Required action ::
According to the passage below, why are cases of shaken baby and battered child syndromes underreported?

Supplied passage ::
++++++++++
Alcohol, Tobacco, and Cannabis Use and Addiction
Certain forms of abuse are very age-gender specific. The above figure pertaining to the age-gender prevalence of gambling illustrates a feature seen in other human behavioral problems. The gambling ICDs closely resembles the ICD for alcoholism and smoking. This supports the past claims that AA programs designed to assist in alcoholism have their related similars related to gambling addicitions and drug addictions. If we take a close look at the drug addiction IP pyramids, we see some very specific age-differences based on drug type, variety, street related history of use and popularity of slang names and brand names, and cost.
For another set of subjectively defined levels of disease, with very qualitative aspects sometimes overly-quantified as part of the diagnostics, we find the psychiatric conditions at times fit into this category of system-related ICD evaluations.
Bipolar behaviors for example, manifest themselves clinically as one of several levels of complexity. The patient can be primarily manic, depressed, or a mixture of these two at two different levels of behavior and complexity. People experiencing must be evaluated in details in order that the right ICD defining their condition be identified, even then, this ICD may only be valid for short period in time and may be completely different the next time an office visit takes place. What is most problematic about this psychiatric diagnosis, as well as several other psychiatric diagnoses, is the fact that this particular psychiatric ICD, requires a highly subjective decision to be made by the diagnostician. This routine often results in outcomes that appear very much like other conditions which are diagnosed as either acute or chronic. At times there is no difference between these two ICDs.
Overreporting and Underreporting
Overreporting is when people overreact to the potential of experiencing a medical condition, thereby increasing their participation in care related clinical activities. The pseudo-hypochondriacal approach to care is only occasionally displayed at the adult level, and seems to involve specific physiological and psychological, behavioral or even psychiatric conditions. These events are more likely to take place involving children, and logically relate to the parental’s attitudes and responses to a child’s condition. Most of the time, parents overreact to conditions as an act of safety and ‘best care’ related concerns. This results in the peak often seen in the teenage years for many of the ICDs, in particular when the peak is not gender specific.
Underreporting is as much a parental response to a possible condition as it is a clinician’s response at times. Underreporting at the parental level usually means that no visits occur and therefore not diagnosis is documented for a patient. Underreporting at the clinician’s level takes place when certain signs are present, suggesting a particular health problem may be presented, but due to various personal ro professional reasons is not entered as such a possible case type defined by this ICD. The types of ICDs impacted by this underreporting behavior are those where the final diagnosis cannot be easily accomplished. For example, certain disease states, physical or mental, have flowcharts or protocols that can be followed to confirm a diagnosis. Sometimes these processes are prety clear, as are their outcomes, like the 6 and 12 month repeated testing periods required to confirm a lyme disease or AIDs diagnosis. But in the case of certain mental health disorders, the differences in type of mental health condition that exist may not be so obvious to a clinician, and in some cases may be quite variable over time due constantly changing patient behaviors. For Bipolarism for example, an individual can fluctuate between one ICD and the next depending upon primary symptomatology at the time of the visit. For controversial diagnoses pertaining to specific forms of child abuse, such as shaken baby and battered child syndromes, these cases are underreported due to legal complications that ensue once such an ICD is entered into the medical records. (Methods of correcting for this error can be developed as well using this evaluation method, for which see on another page.)
++++++++++
Dataset entries
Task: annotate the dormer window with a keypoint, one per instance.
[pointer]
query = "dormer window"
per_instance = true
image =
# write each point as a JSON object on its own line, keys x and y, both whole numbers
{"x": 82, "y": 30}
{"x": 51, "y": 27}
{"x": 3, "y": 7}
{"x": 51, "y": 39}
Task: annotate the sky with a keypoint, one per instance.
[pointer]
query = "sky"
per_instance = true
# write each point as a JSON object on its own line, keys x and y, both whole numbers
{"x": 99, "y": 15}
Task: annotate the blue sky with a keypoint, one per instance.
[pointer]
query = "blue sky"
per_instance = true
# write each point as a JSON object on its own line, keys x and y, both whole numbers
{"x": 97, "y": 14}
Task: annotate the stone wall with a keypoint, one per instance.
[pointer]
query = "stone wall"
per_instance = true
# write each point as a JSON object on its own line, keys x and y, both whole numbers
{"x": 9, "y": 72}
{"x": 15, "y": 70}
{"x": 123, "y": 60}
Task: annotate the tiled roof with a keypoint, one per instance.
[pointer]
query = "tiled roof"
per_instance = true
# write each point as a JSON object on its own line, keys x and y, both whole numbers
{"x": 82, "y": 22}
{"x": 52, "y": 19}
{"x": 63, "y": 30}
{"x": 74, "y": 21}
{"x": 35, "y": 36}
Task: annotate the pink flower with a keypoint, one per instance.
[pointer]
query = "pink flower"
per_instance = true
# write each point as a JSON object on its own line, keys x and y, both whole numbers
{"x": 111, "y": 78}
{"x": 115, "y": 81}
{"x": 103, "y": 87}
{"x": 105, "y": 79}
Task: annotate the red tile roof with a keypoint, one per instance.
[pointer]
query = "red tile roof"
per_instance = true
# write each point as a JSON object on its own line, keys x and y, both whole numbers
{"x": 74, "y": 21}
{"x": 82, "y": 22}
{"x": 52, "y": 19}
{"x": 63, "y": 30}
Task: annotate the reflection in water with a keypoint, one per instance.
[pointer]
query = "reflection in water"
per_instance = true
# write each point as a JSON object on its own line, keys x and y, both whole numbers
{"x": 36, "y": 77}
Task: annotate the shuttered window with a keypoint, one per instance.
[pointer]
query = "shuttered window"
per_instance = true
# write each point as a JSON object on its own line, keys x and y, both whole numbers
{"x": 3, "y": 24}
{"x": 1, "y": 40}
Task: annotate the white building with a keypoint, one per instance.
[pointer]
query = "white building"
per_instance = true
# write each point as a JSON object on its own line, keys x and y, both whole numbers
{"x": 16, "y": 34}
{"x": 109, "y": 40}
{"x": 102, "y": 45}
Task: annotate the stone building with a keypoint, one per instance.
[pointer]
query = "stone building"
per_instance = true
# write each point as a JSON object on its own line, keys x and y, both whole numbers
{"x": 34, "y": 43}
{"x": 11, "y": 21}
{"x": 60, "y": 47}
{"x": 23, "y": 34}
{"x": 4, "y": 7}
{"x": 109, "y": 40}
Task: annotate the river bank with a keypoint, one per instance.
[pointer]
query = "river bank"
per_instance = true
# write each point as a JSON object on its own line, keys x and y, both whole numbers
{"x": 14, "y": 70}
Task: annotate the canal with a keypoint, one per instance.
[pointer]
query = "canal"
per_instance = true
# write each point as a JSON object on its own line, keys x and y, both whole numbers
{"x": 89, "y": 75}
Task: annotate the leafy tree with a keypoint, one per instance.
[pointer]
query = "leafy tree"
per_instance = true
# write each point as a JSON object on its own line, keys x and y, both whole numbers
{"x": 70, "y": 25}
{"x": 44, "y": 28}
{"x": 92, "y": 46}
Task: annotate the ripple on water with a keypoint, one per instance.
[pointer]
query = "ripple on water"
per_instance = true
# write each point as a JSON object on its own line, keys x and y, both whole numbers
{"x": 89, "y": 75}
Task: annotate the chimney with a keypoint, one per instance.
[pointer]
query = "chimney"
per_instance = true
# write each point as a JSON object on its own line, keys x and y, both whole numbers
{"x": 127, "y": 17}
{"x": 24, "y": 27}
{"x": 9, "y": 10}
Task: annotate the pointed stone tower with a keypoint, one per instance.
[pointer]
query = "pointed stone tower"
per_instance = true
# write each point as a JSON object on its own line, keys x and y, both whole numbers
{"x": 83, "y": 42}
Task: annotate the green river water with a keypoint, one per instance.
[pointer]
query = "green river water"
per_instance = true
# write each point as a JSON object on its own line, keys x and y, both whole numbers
++++++++++
Solution below ::
They are underreported because of the legal complications that follow once such an ICD is entered into the medical records.